§ **What the task asks**:
Copy every item below word for word, leaving out the pictures.

(Data listing)
□ □ □ □ □

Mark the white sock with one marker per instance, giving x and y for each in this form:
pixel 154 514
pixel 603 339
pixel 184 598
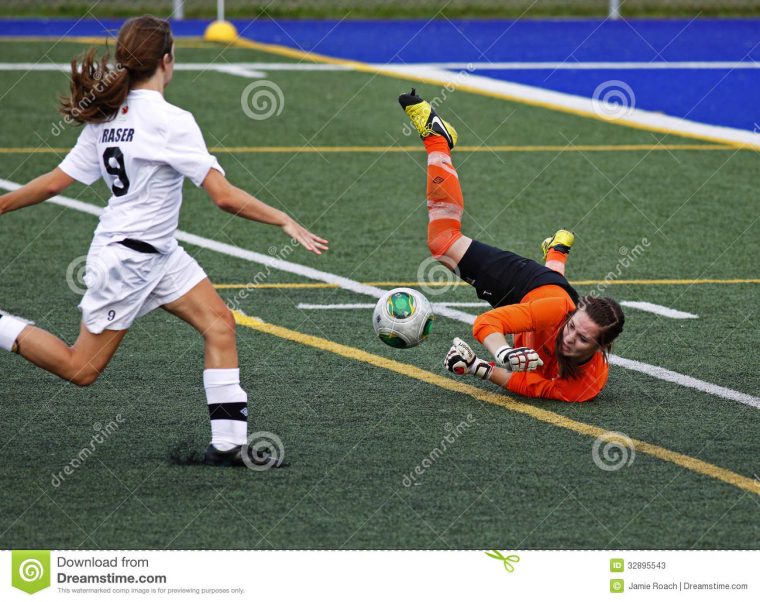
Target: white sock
pixel 10 329
pixel 227 406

□ □ □ □ □

§ **Result**:
Mark the white sock with one marker per instance, giving x and y for each in this form:
pixel 154 514
pixel 603 339
pixel 184 598
Target: white sock
pixel 10 329
pixel 227 406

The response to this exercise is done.